■ Document passage
* * * * *
THATTA: With her kohl-rimmed eyes and a smile as enticing as the birth of a star, Nadia, a 10-year-old girl from Sujawal, peered at me through a crowd of children that had surrounded us during our visit to a relief camp in Makli on Saturday.
The Express Tribune had sent out a team of volunteers to the camp to distribute relief goods with the hope of spreading some Eid joy among the flood survivors who had been huddled there for over two weeks.
As we handed out the packages to each tent, Nadia tugged at my shirt persistently. I stop and look down at her. I ask how she was coping.
“Can you give my family a bag too?” she asked in a small voice. I asked where her tent was. According to the plan, we were giving the packages directly to families living in tents, as opposed to a crowd of hungry, charged survivors. This ran the risk of a mean scramble around the truck or worse, baton charge. Those families who weren’t in tents would unfortunately have to be overlooked for the time being.
She looked up at me with the widest eyes, as if the answer to that question was the most obvious thing in the world. “We don’t have a tent. It was destroyed in the rain last night. We’re out in the open now.”
I told her that unless she was in a tent, we wouldn’t be able to give her family a package. We just didn’t have enough. There were 1,100 tents and we were barely able to provide relief to one-third of the people there. Despite hearing this, she kept smiling as if she had understood.
* * * * *
■ Tasks for this exercise
1. Quote the Makli relief camp account from "The Express Tribune" through "she was coping.".
2. Answer these questions about the Makli relief camp account:
(a) How old is Nadia?
(b) How long had the flood survivors been staying at the camp?
(c) How many tents were at the camp?
3. Continue the account of the Makli relief camp after its last sentence.
The records have no connection to the account of the Makli relief camp.

■ Collected data entries
* * * * *
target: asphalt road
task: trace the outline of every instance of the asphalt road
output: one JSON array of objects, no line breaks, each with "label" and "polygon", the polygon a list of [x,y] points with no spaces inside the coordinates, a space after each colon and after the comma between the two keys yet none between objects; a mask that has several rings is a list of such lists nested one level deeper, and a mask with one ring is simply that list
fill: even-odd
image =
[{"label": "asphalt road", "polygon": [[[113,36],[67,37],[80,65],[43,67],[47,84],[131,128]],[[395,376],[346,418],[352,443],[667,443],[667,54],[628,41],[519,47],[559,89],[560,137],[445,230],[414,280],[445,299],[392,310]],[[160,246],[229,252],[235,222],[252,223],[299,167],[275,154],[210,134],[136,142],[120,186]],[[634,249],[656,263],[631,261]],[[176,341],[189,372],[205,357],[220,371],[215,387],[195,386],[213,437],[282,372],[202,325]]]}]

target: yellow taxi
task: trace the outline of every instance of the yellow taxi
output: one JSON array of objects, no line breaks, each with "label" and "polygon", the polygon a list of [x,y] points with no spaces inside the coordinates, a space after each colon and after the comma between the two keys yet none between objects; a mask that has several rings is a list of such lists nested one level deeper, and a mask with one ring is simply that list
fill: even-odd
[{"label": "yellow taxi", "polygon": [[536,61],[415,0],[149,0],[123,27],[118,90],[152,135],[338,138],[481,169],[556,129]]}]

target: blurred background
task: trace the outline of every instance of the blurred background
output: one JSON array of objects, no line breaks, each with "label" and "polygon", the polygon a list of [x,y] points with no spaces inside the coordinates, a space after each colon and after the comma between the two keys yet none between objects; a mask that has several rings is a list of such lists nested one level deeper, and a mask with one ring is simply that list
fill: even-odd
* * * * *
■ Answer set
1.
The Express Tribune had sent out a team of volunteers to the camp to distribute relief goods with the hope of spreading some Eid joy among the flood survivors who had been huddled there for over two weeks.
As we handed out the packages to each tent, Nadia tugged at my shirt persistently. I stop and look down at her. I ask how she was coping.

2.
(a) She is 10 years old.
(b) Over two weeks.
(c) 1,100.

3.
As we distributed the packages, women came out of their tents to hug us. “You are the first ones to hand out the relief goods to each tent,” said a middle-aged woman from Alam Kot. “Usually it’s total chaos. Half the people get away with food for three families, depriving the rest of us. This is a good system.”
Another woman, with a toddler hoisted in one arm, began chatting with me loudly in Sindhi. I tried to explain that I couldn’t understand what she was saying, when I heard a familiar voice start translating. “She’s saying she has never seen aid being distributed equally before over here,” said Nadia. “They’re all very happy.”
As we made our way around, the condition of each tent seemed to deteriorate with rain water seeping in through the openings, and insects crawling inside. And yet, somehow, these people didn’t seem to have any complaints.
“We’re being taken care of. We have food to eat three times a day, that’s more than we can ask for,” declared a man from Alam Kot, in his late 50s, with a humble smile.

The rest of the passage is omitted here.